Shibu Soren and the soil-soaked struggle for self-rule
They called him Dishom Guru — the god of all 10 directions. In his younger days, his black locks, flowing beard and chiselled features mesmerised the tribals as much as they frustrated the Bihar Police, as he led a movement for tribal rights that saw a separate tribal state of Jharkhand carved from Bihar in his lifetime.
At 81, Soren breathed his last in Sir Ganga Ram Hospital in the national capital from kidney complications on Monday. Called Guruji by now, he became chief minister thrice, never able to complete a full term as politics or police cases disrupted his reign.
He even went to Delhi as minister at the Centre, but as the years dragged on, and the health taking its toll, he hung up his boots and, succumbing to dynasty politics, handed over control of the party he co-founded, Jharkhand Mukti Morcha (JMM), to his son, Hemant. The younger Soren is the current chief minister of a coalition with the Congress.
Shibu Soren's legacy is inseparable from the struggle for tribal rights in undivided Bihar. A Santhal, he grew up in an oppressive environment where politicians, landlords and usurers milked tribals of their dignity and displaced them from their hereditary forest dwellings, reducing them to literal slavery.
The angry young man decided to rebel and become the prophet of tribal identity. His target was the 'diku', an outsider in the tribal language. That could mean any of the many oppressors. His demand was for 'jal, jungle, zameen', water, forest, land, which the tribals considered their god-given resources.

**What the exercise asks:**
Rewrite the passage of the Shibu Soren profile that begins at the words "Shibu Soren's legacy" and stops after "their god-given resources.", putting "moneylenders" in place of "usurers".

**Records:**

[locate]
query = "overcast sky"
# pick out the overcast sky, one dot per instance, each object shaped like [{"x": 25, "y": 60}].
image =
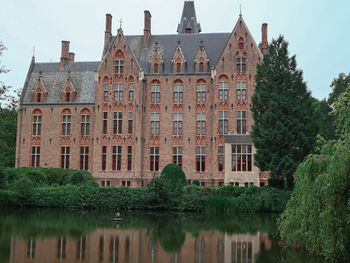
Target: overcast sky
[{"x": 318, "y": 31}]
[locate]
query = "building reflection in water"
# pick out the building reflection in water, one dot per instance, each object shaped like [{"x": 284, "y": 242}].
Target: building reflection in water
[{"x": 116, "y": 245}]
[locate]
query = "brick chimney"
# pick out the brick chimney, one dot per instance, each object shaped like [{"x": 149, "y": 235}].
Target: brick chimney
[
  {"x": 64, "y": 54},
  {"x": 147, "y": 29},
  {"x": 108, "y": 31},
  {"x": 71, "y": 56},
  {"x": 264, "y": 44}
]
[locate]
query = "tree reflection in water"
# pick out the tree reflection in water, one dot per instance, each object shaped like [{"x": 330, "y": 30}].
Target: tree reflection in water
[{"x": 41, "y": 235}]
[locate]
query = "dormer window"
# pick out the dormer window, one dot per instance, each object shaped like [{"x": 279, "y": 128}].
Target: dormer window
[
  {"x": 201, "y": 67},
  {"x": 178, "y": 67},
  {"x": 68, "y": 97}
]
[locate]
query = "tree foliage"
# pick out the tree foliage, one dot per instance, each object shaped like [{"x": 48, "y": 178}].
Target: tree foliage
[
  {"x": 283, "y": 111},
  {"x": 317, "y": 215}
]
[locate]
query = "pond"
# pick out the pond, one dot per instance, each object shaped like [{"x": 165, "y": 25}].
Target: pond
[{"x": 37, "y": 235}]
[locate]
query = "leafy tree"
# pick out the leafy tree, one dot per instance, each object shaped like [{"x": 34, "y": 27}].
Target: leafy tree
[
  {"x": 339, "y": 85},
  {"x": 317, "y": 216},
  {"x": 285, "y": 127}
]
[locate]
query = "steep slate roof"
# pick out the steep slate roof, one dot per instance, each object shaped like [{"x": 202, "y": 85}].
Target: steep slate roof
[
  {"x": 214, "y": 45},
  {"x": 54, "y": 78},
  {"x": 189, "y": 19}
]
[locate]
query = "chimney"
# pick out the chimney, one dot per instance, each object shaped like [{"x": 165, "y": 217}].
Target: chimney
[
  {"x": 71, "y": 56},
  {"x": 64, "y": 54},
  {"x": 147, "y": 29},
  {"x": 263, "y": 45}
]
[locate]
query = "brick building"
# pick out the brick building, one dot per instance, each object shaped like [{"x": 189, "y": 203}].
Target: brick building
[{"x": 151, "y": 100}]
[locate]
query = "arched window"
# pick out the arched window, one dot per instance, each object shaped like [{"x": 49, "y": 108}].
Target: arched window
[
  {"x": 155, "y": 91},
  {"x": 119, "y": 62},
  {"x": 85, "y": 122},
  {"x": 178, "y": 92},
  {"x": 223, "y": 88},
  {"x": 201, "y": 91},
  {"x": 66, "y": 122},
  {"x": 37, "y": 122}
]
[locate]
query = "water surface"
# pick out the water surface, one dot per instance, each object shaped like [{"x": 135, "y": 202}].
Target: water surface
[{"x": 37, "y": 235}]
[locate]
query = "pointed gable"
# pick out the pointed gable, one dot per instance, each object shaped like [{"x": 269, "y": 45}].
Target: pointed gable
[{"x": 188, "y": 23}]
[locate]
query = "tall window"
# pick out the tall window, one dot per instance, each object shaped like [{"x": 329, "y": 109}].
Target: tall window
[
  {"x": 65, "y": 151},
  {"x": 200, "y": 159},
  {"x": 201, "y": 96},
  {"x": 178, "y": 93},
  {"x": 241, "y": 89},
  {"x": 117, "y": 122},
  {"x": 131, "y": 91},
  {"x": 104, "y": 157},
  {"x": 155, "y": 93},
  {"x": 35, "y": 156},
  {"x": 241, "y": 64},
  {"x": 177, "y": 156},
  {"x": 178, "y": 67},
  {"x": 177, "y": 127},
  {"x": 223, "y": 91},
  {"x": 155, "y": 117},
  {"x": 119, "y": 66},
  {"x": 130, "y": 122},
  {"x": 118, "y": 92},
  {"x": 154, "y": 159},
  {"x": 221, "y": 158},
  {"x": 85, "y": 124},
  {"x": 117, "y": 158},
  {"x": 223, "y": 122},
  {"x": 242, "y": 158},
  {"x": 105, "y": 115},
  {"x": 105, "y": 92},
  {"x": 66, "y": 119},
  {"x": 84, "y": 158},
  {"x": 129, "y": 158},
  {"x": 200, "y": 124},
  {"x": 201, "y": 67},
  {"x": 241, "y": 122},
  {"x": 37, "y": 125}
]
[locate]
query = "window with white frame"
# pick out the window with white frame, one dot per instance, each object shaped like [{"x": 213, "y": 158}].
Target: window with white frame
[
  {"x": 241, "y": 122},
  {"x": 155, "y": 93},
  {"x": 117, "y": 122},
  {"x": 35, "y": 156},
  {"x": 85, "y": 124},
  {"x": 178, "y": 93},
  {"x": 201, "y": 94},
  {"x": 200, "y": 158},
  {"x": 223, "y": 91},
  {"x": 241, "y": 157},
  {"x": 223, "y": 122},
  {"x": 66, "y": 123},
  {"x": 155, "y": 121},
  {"x": 36, "y": 125},
  {"x": 200, "y": 123},
  {"x": 118, "y": 92},
  {"x": 241, "y": 91},
  {"x": 177, "y": 123}
]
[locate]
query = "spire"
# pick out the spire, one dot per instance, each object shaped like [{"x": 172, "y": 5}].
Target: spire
[{"x": 188, "y": 23}]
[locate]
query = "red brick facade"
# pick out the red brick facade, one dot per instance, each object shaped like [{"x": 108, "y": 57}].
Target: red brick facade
[{"x": 145, "y": 106}]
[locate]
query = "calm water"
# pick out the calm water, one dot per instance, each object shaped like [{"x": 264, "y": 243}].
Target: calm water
[{"x": 36, "y": 235}]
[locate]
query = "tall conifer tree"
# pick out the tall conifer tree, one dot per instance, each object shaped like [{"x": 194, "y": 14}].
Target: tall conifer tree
[{"x": 285, "y": 128}]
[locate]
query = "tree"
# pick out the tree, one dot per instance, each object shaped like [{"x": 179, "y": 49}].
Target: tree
[
  {"x": 317, "y": 216},
  {"x": 285, "y": 127}
]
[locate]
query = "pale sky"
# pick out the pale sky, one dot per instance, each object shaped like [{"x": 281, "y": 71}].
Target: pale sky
[{"x": 318, "y": 31}]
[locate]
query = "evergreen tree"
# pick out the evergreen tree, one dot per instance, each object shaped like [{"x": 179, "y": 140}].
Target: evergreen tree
[{"x": 285, "y": 125}]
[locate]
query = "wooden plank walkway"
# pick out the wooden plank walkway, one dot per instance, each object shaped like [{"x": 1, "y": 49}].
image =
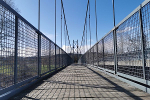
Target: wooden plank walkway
[{"x": 77, "y": 82}]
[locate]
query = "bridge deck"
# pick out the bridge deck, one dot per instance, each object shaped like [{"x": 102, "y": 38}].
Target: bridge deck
[{"x": 78, "y": 82}]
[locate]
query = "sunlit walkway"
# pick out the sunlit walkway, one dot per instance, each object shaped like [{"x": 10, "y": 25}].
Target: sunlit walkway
[{"x": 78, "y": 82}]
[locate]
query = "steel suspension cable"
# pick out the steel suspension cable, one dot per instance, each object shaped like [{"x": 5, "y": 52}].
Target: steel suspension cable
[
  {"x": 96, "y": 21},
  {"x": 65, "y": 22},
  {"x": 89, "y": 26},
  {"x": 83, "y": 36},
  {"x": 61, "y": 26}
]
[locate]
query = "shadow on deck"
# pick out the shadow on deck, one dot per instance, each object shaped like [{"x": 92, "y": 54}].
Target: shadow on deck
[{"x": 81, "y": 83}]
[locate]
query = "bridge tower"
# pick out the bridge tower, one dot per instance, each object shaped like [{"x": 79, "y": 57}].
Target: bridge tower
[{"x": 75, "y": 51}]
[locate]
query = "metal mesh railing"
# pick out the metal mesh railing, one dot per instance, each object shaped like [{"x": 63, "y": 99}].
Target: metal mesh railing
[
  {"x": 7, "y": 44},
  {"x": 25, "y": 53},
  {"x": 126, "y": 49}
]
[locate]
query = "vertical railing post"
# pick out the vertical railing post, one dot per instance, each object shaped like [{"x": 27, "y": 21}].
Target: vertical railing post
[
  {"x": 93, "y": 55},
  {"x": 97, "y": 55},
  {"x": 49, "y": 55},
  {"x": 142, "y": 43},
  {"x": 103, "y": 53},
  {"x": 39, "y": 54},
  {"x": 55, "y": 58},
  {"x": 16, "y": 50},
  {"x": 115, "y": 51},
  {"x": 59, "y": 57}
]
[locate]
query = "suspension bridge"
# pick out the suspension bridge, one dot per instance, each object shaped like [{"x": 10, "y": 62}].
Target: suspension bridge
[{"x": 117, "y": 67}]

**Response to this task:**
Shibu Soren's legacy is inseparable from the struggle for tribal rights in undivided Bihar. A Santhal, he grew up in an oppressive environment where politicians, landlords and moneylenders milked tribals of their dignity and displaced them from their hereditary forest dwellings, reducing them to literal slavery.
The angry young man decided to rebel and become the prophet of tribal identity. His target was the 'diku', an outsider in the tribal language. That could mean any of the many oppressors. His demand was for 'jal, jungle, zameen', water, forest, land, which the tribals considered their god-given resources.